Take the line that contains "Where can the black helmet" as the first and the last line of the material as the final one; set down exactly the lines in that span.

**MATERIAL PROVIDED:**

<<<<

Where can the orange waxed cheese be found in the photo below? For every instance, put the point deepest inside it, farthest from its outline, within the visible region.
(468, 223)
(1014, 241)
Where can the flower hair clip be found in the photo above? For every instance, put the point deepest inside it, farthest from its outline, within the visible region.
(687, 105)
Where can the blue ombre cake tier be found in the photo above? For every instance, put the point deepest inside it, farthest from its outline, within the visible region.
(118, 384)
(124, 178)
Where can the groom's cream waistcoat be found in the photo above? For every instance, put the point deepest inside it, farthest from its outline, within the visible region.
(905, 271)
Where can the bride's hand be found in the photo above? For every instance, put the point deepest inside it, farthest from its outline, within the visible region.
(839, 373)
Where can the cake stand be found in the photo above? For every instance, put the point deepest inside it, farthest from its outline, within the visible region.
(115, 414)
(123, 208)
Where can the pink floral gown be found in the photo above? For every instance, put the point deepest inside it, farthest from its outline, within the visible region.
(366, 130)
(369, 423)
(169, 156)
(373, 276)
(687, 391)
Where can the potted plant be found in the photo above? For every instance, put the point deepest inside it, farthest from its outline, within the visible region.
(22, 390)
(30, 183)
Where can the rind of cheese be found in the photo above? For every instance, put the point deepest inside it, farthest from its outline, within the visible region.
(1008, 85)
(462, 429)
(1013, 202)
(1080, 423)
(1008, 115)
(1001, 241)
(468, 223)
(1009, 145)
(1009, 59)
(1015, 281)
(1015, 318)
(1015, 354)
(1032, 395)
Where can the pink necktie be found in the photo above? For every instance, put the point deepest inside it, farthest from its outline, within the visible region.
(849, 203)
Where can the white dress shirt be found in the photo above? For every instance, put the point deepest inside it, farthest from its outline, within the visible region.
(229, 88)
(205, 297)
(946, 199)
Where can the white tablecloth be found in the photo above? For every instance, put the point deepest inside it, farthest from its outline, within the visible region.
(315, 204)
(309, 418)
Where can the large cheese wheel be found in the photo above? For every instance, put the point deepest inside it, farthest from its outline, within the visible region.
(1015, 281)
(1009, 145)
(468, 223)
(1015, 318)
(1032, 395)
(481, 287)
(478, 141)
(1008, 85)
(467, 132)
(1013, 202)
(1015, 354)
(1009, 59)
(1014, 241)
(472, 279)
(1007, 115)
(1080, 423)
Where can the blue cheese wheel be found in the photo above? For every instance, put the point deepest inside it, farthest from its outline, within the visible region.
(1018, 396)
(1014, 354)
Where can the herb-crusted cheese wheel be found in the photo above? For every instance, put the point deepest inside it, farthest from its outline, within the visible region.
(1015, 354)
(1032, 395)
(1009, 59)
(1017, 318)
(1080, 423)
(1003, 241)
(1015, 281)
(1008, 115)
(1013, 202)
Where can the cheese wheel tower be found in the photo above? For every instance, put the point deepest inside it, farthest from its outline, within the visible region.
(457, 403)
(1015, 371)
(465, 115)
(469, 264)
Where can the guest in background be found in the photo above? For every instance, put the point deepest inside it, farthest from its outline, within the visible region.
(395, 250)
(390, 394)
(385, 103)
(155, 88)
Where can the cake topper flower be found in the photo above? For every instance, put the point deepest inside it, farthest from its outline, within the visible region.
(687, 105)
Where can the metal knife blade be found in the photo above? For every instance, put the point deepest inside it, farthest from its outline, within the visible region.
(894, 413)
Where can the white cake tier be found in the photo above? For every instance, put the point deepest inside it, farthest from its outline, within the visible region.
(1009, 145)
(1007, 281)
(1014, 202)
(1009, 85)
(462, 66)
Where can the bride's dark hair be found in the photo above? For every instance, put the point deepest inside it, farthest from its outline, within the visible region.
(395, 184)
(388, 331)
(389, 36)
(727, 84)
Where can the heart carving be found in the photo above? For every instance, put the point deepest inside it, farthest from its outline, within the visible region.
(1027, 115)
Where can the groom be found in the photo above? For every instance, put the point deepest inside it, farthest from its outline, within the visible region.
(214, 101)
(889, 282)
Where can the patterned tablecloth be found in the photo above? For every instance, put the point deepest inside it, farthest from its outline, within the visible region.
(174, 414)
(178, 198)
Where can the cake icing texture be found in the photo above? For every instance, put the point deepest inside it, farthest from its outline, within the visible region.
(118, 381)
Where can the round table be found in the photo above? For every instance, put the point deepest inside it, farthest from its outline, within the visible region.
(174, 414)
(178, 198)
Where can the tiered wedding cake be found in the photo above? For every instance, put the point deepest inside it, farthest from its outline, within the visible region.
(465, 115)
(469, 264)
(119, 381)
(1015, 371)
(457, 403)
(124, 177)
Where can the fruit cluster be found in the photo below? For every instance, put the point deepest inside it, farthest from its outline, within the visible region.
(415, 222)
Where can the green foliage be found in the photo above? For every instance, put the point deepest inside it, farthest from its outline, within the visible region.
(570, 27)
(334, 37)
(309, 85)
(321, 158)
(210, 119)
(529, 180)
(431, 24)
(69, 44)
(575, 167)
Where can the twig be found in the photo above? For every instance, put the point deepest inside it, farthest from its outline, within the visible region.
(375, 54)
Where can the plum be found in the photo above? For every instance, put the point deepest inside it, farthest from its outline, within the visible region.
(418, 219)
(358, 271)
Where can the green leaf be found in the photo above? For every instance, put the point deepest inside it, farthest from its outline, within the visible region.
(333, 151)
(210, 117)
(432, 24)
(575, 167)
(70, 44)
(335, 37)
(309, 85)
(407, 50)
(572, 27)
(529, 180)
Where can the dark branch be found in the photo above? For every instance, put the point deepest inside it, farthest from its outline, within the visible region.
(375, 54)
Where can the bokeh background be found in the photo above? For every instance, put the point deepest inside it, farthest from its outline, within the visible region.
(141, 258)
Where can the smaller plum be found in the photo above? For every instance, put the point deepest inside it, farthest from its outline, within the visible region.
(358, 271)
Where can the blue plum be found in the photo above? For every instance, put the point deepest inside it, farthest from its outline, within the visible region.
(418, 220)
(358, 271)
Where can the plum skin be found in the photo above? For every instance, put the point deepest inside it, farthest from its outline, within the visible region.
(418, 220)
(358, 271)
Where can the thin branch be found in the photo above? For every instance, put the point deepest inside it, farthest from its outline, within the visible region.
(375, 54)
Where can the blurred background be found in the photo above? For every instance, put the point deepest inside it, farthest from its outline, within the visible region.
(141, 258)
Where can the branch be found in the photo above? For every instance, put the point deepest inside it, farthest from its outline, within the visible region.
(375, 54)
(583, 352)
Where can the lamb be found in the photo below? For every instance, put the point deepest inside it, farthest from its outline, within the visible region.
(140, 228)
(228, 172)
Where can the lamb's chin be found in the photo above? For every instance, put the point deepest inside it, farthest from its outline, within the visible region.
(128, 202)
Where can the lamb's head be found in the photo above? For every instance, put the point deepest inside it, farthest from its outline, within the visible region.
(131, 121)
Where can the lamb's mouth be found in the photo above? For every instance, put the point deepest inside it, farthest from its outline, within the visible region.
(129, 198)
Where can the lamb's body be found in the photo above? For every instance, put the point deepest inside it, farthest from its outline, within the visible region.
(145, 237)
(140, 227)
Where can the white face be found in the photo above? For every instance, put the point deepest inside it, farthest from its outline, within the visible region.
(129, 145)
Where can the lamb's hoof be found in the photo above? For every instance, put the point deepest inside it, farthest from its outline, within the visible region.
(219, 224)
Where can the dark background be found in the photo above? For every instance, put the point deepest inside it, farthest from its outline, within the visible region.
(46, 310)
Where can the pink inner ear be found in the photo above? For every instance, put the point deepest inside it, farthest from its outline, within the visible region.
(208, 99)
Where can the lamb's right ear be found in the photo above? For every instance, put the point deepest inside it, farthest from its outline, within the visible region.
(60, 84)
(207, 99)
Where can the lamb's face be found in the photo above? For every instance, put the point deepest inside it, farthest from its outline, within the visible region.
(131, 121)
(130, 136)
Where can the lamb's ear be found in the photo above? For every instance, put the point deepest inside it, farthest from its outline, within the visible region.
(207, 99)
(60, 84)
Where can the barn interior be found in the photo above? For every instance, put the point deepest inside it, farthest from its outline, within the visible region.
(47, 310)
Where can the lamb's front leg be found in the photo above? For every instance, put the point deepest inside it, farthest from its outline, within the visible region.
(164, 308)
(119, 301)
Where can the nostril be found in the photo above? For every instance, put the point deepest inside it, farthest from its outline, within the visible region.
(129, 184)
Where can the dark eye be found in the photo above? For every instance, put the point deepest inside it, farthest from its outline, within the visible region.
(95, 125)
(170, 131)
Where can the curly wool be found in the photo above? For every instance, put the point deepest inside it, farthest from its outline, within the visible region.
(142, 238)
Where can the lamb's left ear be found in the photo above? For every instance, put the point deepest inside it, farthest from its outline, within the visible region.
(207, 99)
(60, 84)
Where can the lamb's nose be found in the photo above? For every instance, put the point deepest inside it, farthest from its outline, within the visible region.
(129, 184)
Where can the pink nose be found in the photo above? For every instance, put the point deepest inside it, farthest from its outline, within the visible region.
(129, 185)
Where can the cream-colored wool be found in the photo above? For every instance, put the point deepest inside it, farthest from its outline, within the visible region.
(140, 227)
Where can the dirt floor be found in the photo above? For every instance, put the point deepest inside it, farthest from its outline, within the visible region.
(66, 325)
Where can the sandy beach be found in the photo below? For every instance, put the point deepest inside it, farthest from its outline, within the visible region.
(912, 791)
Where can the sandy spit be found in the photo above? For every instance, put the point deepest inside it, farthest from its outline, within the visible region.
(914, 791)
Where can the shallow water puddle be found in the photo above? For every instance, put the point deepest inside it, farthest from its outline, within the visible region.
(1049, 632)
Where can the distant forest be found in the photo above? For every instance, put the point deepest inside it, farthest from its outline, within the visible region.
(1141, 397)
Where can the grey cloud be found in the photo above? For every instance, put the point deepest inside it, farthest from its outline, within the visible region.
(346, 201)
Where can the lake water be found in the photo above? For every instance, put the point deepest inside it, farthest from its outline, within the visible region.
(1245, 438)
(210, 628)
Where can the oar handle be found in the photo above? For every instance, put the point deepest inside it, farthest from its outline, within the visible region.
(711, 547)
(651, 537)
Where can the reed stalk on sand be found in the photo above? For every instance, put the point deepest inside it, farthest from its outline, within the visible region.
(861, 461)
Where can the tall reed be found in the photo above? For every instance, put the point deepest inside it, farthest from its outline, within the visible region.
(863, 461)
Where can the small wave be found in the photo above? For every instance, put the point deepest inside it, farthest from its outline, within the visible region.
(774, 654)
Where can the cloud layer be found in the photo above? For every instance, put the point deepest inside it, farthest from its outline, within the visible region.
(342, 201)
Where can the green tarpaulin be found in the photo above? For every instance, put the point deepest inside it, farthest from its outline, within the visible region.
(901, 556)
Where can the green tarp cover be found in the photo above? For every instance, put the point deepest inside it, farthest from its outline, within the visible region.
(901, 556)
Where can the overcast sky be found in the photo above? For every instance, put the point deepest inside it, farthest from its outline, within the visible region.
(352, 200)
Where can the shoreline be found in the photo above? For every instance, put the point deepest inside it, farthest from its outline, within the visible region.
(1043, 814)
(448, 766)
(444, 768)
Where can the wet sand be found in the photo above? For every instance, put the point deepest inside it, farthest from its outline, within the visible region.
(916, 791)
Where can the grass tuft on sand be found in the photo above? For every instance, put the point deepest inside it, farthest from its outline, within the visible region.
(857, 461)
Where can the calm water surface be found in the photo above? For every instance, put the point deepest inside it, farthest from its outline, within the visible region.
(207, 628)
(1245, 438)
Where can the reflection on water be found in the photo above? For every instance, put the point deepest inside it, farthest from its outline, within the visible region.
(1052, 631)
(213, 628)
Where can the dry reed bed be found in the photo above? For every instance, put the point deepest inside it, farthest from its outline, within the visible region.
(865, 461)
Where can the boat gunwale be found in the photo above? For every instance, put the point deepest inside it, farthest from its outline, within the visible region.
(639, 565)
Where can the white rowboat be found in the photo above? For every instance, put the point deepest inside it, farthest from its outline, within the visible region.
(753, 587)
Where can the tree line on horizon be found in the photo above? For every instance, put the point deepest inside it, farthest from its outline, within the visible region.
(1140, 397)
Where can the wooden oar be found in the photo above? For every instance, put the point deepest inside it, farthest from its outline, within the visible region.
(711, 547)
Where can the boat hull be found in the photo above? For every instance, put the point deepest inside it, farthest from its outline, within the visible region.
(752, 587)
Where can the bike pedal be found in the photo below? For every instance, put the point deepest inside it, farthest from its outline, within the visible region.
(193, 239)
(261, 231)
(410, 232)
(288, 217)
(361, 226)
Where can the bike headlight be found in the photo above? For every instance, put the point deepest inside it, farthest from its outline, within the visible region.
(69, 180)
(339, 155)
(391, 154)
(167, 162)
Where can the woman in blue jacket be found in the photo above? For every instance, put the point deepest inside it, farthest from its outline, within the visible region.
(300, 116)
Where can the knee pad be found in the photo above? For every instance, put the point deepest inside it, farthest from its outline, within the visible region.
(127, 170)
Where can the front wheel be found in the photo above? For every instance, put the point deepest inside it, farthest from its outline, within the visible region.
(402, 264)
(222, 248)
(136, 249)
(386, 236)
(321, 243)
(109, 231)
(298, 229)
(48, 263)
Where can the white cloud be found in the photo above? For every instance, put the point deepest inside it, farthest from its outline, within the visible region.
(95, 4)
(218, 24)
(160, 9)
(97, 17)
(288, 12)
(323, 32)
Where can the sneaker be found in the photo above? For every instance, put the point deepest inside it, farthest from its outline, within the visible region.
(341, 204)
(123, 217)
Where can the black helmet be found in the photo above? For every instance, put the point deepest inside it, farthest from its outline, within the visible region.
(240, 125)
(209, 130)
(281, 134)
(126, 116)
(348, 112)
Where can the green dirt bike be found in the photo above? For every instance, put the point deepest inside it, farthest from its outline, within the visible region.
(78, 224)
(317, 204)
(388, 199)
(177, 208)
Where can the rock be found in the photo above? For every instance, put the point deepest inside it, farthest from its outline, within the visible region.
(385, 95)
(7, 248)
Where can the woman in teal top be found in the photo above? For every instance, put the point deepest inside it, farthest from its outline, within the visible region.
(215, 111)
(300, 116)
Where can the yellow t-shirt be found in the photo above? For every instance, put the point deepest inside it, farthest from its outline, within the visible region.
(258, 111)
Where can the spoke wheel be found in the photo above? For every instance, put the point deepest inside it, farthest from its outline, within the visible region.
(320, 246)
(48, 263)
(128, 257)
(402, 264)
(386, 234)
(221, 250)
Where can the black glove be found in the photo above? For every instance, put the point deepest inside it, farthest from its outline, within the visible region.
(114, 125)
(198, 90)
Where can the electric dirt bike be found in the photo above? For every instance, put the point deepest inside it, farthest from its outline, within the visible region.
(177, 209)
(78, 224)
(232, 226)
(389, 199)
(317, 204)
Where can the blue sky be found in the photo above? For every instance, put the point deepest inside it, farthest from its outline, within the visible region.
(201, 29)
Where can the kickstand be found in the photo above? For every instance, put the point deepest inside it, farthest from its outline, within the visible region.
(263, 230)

>>>>

**TASK RESPONSE:**
Where can the black helmet be found in the photo above? For every instance, put the point deepest inside it, farthest from its outline, within the visible region.
(240, 125)
(209, 130)
(281, 134)
(126, 116)
(348, 112)
Where can the green dirt bike be found in the photo above? For every instance, put the point deepest inside it, farthest from its outline, within the visible region.
(78, 224)
(317, 204)
(388, 199)
(177, 208)
Where can the rock be found in the photo above? For every instance, put the point deepest inside it, farthest from its outline, within the visible region.
(385, 95)
(7, 248)
Where can the woman in teal top be found in the photo above? For every instance, put the point deepest inside it, farthest from its outline, within the visible region.
(215, 111)
(300, 116)
Where can the yellow t-shirt be found in the photo above? For every instance, put the point deepest inside it, farthest from its outline, within the visible region.
(258, 111)
Where can the spoke wheel be found in the photo above? For every instance, put the point deepest inside it, farthest from its outline, within the visible region.
(320, 246)
(48, 263)
(128, 257)
(402, 264)
(386, 234)
(221, 250)
Where can the black glove be found in the photo above? For every instance, put the point deepest inside it, farthest from its outline, within the visible region.
(114, 125)
(198, 90)
Where can the electric dirt bike be found in the photo above? For every instance, put the point deepest inside it, farthest from its outline, within the visible region.
(177, 209)
(78, 224)
(232, 226)
(389, 199)
(317, 204)
Where can the blue sky be found in the photo above? For every instance, put the point deepest inside it, farthest from its outline, within the visible region.
(201, 29)
Where can the kickstand be found in the photo above? For every instance, put the point deepest inside it, farthest from its outline, within the visible region.
(263, 230)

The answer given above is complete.